Exercise task: Can you list the records below as a numbered list, leaving out blank lines, starting at the line that contains "Verification request: locate any flower bud" and ending after the line that contains "xmin=194 ymin=226 xmax=208 ymax=237"?

Records in a dataset:
>> begin

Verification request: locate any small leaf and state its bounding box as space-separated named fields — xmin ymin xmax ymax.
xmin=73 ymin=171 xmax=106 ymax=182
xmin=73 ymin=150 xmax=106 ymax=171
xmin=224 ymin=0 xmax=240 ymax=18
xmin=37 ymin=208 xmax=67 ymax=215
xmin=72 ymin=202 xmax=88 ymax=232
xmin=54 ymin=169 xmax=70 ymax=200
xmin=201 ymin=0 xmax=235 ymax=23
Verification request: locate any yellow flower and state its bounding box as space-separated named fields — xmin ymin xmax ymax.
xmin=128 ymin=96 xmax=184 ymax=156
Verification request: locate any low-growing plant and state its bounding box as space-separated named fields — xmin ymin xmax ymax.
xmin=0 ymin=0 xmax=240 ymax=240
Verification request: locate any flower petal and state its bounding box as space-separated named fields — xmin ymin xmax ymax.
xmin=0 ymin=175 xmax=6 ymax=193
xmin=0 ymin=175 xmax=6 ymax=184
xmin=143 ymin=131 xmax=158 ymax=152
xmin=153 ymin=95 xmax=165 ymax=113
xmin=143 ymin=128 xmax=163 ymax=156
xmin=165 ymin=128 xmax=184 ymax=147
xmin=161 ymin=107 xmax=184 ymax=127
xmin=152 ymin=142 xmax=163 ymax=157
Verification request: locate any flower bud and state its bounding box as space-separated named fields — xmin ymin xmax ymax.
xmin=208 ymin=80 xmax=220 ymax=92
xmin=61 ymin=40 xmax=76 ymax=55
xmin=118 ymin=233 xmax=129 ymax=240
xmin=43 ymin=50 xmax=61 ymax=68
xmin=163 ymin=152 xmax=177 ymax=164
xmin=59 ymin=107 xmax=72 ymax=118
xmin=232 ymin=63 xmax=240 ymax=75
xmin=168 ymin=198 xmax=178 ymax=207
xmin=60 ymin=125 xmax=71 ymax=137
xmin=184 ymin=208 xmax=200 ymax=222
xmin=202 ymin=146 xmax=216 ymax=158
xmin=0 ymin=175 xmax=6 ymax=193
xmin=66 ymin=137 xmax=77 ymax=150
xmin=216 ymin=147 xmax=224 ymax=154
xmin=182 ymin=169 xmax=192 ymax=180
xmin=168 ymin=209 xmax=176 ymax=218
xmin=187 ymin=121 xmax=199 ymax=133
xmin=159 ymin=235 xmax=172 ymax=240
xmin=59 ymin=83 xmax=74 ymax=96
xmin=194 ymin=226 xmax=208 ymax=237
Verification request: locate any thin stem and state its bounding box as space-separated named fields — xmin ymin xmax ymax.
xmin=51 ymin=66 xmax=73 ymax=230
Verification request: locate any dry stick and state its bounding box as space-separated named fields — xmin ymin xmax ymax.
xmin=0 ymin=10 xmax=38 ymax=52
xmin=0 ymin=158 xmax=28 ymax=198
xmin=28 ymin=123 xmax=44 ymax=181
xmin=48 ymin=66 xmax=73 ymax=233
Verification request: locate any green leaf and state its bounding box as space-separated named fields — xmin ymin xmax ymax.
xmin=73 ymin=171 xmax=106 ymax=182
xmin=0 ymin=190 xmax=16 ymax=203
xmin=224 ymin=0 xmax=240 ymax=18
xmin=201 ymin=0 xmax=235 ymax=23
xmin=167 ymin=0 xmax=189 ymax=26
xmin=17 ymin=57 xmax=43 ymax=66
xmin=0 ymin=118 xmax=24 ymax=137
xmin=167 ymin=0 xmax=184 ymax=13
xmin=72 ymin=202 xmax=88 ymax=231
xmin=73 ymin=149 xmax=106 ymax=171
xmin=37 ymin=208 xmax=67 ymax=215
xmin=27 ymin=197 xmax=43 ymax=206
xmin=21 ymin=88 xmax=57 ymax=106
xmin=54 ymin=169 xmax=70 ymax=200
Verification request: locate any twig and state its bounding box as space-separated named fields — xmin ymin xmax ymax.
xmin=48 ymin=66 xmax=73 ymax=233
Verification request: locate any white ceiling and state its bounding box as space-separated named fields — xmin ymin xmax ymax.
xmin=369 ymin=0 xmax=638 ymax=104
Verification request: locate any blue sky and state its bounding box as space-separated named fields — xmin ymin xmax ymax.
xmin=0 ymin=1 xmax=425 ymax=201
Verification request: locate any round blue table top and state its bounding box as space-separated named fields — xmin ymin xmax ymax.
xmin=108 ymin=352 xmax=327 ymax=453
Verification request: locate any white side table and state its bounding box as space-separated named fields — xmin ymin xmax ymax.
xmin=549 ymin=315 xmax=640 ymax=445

>> end

Solved problem:
1. Verification request: locate any flower bud and state its bounding box as space-separated named fields — xmin ymin xmax ymax.
2. xmin=208 ymin=80 xmax=220 ymax=92
3. xmin=61 ymin=40 xmax=76 ymax=55
4. xmin=118 ymin=233 xmax=129 ymax=240
5. xmin=43 ymin=50 xmax=61 ymax=68
6. xmin=163 ymin=152 xmax=177 ymax=164
7. xmin=59 ymin=107 xmax=72 ymax=118
8. xmin=232 ymin=63 xmax=240 ymax=75
9. xmin=168 ymin=198 xmax=178 ymax=207
10. xmin=60 ymin=125 xmax=71 ymax=137
11. xmin=184 ymin=208 xmax=200 ymax=222
12. xmin=202 ymin=146 xmax=216 ymax=158
13. xmin=0 ymin=175 xmax=6 ymax=193
14. xmin=66 ymin=137 xmax=77 ymax=150
15. xmin=216 ymin=147 xmax=224 ymax=154
16. xmin=182 ymin=169 xmax=192 ymax=180
17. xmin=168 ymin=209 xmax=176 ymax=218
18. xmin=187 ymin=121 xmax=199 ymax=133
19. xmin=159 ymin=235 xmax=172 ymax=240
20. xmin=59 ymin=83 xmax=74 ymax=96
21. xmin=194 ymin=226 xmax=208 ymax=237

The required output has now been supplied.